— THE DATA —
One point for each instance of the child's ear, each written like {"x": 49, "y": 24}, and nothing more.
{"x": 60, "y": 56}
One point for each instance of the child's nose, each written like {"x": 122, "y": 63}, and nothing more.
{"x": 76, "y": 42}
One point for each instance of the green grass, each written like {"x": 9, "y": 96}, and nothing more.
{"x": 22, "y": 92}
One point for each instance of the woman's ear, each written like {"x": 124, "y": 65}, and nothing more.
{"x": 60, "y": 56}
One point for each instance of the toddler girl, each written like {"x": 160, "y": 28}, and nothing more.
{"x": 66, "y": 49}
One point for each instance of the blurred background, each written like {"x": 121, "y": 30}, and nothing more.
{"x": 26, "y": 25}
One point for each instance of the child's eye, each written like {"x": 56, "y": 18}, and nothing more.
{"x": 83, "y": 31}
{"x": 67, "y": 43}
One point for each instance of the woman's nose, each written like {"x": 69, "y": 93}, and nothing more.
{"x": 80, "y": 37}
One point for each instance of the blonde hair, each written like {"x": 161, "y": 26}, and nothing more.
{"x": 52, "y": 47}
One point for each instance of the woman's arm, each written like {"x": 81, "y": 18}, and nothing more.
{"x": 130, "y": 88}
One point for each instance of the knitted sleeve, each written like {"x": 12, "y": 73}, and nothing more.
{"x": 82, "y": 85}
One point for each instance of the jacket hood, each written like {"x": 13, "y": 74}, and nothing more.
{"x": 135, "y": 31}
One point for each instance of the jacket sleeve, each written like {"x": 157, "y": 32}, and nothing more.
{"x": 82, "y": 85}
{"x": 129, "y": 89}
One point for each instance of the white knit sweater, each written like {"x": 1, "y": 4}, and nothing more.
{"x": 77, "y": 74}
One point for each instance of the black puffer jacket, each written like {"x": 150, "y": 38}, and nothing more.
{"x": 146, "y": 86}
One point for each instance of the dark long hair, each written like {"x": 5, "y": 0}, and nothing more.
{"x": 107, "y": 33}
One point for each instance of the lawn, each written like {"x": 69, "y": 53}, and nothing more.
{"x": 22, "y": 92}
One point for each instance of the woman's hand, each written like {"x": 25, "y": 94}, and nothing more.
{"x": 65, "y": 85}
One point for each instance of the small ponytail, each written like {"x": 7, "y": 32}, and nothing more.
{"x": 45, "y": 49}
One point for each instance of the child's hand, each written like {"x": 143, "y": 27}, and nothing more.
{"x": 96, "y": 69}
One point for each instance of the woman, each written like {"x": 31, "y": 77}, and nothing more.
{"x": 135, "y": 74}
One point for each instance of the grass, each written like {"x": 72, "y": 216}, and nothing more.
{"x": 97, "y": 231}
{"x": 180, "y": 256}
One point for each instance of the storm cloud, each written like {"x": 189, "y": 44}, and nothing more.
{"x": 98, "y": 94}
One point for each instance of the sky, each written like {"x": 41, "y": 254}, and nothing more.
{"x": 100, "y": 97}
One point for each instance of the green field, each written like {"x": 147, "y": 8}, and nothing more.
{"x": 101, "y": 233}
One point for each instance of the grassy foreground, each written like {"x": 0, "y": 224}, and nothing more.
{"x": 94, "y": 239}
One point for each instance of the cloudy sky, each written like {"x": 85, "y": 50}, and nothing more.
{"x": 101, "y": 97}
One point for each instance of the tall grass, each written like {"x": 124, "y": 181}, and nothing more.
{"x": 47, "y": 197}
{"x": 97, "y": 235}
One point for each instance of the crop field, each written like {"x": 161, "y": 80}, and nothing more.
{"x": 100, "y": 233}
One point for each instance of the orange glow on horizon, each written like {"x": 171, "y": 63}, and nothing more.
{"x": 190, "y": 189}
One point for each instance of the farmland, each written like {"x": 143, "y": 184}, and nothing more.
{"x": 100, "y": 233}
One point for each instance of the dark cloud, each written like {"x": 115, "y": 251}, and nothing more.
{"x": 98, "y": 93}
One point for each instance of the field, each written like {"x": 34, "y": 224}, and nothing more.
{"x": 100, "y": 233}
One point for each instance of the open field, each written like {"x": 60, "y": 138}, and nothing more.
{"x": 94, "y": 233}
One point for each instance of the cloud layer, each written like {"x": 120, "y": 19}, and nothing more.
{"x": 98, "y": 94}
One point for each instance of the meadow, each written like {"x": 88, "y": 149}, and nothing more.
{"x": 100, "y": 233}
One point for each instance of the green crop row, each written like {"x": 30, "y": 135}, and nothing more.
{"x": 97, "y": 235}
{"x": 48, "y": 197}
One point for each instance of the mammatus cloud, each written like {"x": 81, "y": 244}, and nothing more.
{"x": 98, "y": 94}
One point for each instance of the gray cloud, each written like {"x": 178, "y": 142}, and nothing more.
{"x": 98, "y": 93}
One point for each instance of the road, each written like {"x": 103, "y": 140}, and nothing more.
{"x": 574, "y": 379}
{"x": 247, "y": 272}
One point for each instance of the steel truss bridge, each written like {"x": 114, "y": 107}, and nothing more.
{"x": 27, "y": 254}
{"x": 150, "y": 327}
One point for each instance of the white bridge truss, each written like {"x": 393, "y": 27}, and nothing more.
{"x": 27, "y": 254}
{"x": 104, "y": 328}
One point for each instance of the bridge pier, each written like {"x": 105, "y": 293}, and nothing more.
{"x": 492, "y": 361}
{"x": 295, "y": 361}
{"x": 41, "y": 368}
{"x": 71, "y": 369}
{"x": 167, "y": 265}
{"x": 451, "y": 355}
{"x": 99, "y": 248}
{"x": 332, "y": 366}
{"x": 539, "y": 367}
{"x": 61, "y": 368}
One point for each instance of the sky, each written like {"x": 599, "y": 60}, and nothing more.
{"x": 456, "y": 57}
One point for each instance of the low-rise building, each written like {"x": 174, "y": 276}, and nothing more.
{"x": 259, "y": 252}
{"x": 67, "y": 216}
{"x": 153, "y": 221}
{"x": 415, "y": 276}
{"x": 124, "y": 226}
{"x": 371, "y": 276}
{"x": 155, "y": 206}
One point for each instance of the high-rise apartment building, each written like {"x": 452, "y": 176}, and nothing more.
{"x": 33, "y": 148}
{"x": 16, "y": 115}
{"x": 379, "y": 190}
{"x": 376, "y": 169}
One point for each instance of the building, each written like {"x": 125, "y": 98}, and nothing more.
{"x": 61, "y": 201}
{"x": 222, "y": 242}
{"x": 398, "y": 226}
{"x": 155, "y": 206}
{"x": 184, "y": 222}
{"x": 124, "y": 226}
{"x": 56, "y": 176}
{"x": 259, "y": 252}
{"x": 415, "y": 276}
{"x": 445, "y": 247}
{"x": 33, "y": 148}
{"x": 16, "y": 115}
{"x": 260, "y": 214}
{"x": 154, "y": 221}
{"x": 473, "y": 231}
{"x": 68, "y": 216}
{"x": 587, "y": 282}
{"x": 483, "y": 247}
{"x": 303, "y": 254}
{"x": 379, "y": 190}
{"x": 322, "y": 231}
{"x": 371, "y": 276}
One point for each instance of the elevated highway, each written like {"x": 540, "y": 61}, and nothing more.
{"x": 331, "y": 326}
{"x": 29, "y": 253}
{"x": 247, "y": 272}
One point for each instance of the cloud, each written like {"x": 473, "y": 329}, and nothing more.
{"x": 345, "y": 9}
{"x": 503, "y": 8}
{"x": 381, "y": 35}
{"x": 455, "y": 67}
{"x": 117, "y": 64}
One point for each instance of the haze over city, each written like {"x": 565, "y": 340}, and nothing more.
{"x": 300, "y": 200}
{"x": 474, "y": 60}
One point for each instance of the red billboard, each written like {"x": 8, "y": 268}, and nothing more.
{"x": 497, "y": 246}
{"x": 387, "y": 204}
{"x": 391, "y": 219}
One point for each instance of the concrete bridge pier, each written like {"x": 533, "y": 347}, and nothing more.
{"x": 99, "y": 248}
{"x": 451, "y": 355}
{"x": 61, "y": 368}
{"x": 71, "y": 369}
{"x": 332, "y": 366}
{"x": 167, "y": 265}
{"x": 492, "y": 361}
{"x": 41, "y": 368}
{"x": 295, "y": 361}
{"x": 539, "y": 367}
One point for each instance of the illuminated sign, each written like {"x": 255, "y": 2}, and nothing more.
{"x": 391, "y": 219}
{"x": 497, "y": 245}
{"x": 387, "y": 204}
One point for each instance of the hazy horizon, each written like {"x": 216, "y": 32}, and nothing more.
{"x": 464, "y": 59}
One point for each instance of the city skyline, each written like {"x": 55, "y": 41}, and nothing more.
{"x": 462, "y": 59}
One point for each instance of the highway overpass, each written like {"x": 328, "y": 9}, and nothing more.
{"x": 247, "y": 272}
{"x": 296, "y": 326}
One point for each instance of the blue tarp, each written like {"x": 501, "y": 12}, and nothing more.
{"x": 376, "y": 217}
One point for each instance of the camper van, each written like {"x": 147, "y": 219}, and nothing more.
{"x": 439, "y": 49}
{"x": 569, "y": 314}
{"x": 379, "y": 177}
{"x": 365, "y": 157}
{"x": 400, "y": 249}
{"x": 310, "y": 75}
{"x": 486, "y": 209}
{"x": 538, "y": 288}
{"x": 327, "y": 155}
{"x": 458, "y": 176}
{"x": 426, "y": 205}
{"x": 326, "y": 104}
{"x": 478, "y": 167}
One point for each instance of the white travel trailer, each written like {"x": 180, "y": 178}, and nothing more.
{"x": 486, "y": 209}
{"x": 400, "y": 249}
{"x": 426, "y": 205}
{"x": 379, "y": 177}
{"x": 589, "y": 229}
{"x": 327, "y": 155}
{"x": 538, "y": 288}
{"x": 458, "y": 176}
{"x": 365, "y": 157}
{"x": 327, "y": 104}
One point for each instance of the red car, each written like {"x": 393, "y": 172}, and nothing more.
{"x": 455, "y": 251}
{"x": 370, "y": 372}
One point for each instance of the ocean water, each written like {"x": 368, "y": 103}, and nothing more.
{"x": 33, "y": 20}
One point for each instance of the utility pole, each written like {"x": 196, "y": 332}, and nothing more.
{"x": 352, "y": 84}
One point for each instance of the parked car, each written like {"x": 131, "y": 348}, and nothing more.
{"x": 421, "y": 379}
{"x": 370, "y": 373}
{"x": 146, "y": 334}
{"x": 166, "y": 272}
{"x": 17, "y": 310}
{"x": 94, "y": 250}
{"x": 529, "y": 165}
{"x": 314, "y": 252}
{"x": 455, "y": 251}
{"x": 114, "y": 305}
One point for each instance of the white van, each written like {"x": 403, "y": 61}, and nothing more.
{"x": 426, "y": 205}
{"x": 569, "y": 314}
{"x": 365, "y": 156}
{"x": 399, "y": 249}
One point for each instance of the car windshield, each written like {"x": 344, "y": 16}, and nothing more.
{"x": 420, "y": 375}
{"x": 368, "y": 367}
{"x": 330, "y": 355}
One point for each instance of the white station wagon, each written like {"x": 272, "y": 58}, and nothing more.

— TASK BRIEF —
Nothing but the lines from the one with "One point for each instance of the camper" through the end of the data above should be reproduced, each exactly, both ends included.

— TASK ANSWER —
One point for each instance of the camper van, each written like {"x": 147, "y": 219}, and nothing more.
{"x": 439, "y": 49}
{"x": 569, "y": 314}
{"x": 379, "y": 177}
{"x": 365, "y": 157}
{"x": 400, "y": 249}
{"x": 310, "y": 75}
{"x": 486, "y": 209}
{"x": 538, "y": 288}
{"x": 327, "y": 155}
{"x": 458, "y": 176}
{"x": 426, "y": 205}
{"x": 326, "y": 104}
{"x": 478, "y": 167}
One point for each instance of the white travel trailer, each written like {"x": 180, "y": 178}, and nothing more.
{"x": 486, "y": 209}
{"x": 400, "y": 249}
{"x": 426, "y": 205}
{"x": 379, "y": 177}
{"x": 589, "y": 229}
{"x": 327, "y": 155}
{"x": 538, "y": 288}
{"x": 458, "y": 176}
{"x": 365, "y": 157}
{"x": 327, "y": 104}
One point for each instance of the red car, each written like {"x": 393, "y": 172}, and nothing more.
{"x": 455, "y": 251}
{"x": 370, "y": 372}
One point for each instance of the ocean water, each written like {"x": 368, "y": 103}, and nothing more.
{"x": 33, "y": 20}
One point for each instance of the utility pole, each written like {"x": 196, "y": 332}, and nothing more.
{"x": 352, "y": 84}
One point for each instance of the parked car, each written like {"x": 131, "y": 348}, and nothing more.
{"x": 421, "y": 379}
{"x": 370, "y": 373}
{"x": 146, "y": 334}
{"x": 166, "y": 272}
{"x": 17, "y": 310}
{"x": 94, "y": 250}
{"x": 529, "y": 165}
{"x": 314, "y": 252}
{"x": 455, "y": 251}
{"x": 114, "y": 305}
One point for each instance of the white van, each written like {"x": 403, "y": 61}, and nothing more.
{"x": 426, "y": 205}
{"x": 569, "y": 314}
{"x": 365, "y": 156}
{"x": 399, "y": 249}
One point for each instance of the car windshield, each written like {"x": 344, "y": 16}, and nothing more.
{"x": 420, "y": 375}
{"x": 368, "y": 367}
{"x": 330, "y": 355}
One point for each instance of the white station wagon, each written like {"x": 272, "y": 58}, and nothing more.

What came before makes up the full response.